▸ **WORK TO BE COMPLETED**
Count the lines in the listing below that contain the string "hoodie", and reply with the number alone.

▸ **DATA LINES**
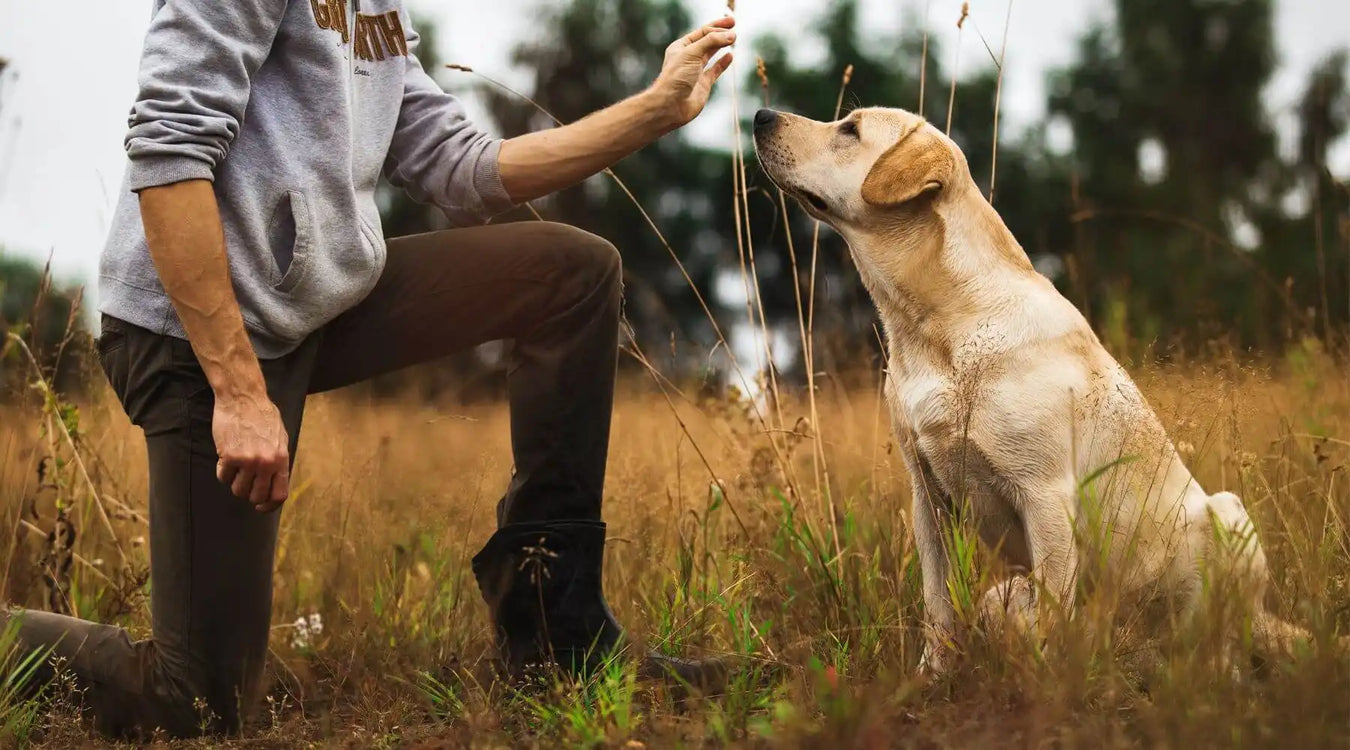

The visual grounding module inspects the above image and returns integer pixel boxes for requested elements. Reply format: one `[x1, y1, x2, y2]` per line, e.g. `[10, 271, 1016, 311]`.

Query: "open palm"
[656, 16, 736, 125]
...
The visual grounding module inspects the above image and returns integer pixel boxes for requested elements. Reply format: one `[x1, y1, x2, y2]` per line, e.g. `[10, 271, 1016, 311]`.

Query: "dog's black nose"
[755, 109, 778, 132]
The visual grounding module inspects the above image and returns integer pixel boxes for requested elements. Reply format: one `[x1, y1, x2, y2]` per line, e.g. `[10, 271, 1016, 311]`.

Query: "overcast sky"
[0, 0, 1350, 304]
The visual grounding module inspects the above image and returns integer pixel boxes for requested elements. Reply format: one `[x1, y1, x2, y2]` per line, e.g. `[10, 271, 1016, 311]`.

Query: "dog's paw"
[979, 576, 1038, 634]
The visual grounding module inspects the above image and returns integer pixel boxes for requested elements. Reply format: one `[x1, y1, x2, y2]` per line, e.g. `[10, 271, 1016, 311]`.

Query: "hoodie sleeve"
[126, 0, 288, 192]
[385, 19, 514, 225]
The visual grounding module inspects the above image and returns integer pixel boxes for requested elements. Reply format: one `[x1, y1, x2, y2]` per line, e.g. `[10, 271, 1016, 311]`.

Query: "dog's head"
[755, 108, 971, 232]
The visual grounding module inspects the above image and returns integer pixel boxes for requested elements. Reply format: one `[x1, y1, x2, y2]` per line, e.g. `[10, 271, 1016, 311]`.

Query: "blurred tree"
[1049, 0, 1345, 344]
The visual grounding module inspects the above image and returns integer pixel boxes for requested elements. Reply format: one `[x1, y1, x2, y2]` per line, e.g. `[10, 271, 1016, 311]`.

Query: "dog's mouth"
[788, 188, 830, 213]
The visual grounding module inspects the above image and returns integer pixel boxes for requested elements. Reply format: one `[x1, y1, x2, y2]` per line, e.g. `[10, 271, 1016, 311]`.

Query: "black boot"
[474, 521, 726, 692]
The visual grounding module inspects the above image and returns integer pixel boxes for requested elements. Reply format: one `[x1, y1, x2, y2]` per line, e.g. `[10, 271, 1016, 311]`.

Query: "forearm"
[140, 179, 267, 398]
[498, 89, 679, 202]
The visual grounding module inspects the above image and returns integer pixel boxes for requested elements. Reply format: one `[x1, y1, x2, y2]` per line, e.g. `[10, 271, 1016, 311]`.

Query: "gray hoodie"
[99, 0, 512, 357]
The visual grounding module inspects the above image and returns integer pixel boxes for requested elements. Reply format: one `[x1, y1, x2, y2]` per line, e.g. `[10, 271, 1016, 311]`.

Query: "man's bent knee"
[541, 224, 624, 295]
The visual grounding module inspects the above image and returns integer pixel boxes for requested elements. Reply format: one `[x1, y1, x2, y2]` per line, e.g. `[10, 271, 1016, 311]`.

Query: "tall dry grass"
==
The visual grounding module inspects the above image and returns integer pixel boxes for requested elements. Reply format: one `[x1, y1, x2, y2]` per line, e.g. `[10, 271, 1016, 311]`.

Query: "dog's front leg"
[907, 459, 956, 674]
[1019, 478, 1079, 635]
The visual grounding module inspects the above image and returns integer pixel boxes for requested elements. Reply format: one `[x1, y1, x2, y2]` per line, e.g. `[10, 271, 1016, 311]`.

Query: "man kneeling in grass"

▸ **RESULT BELOW**
2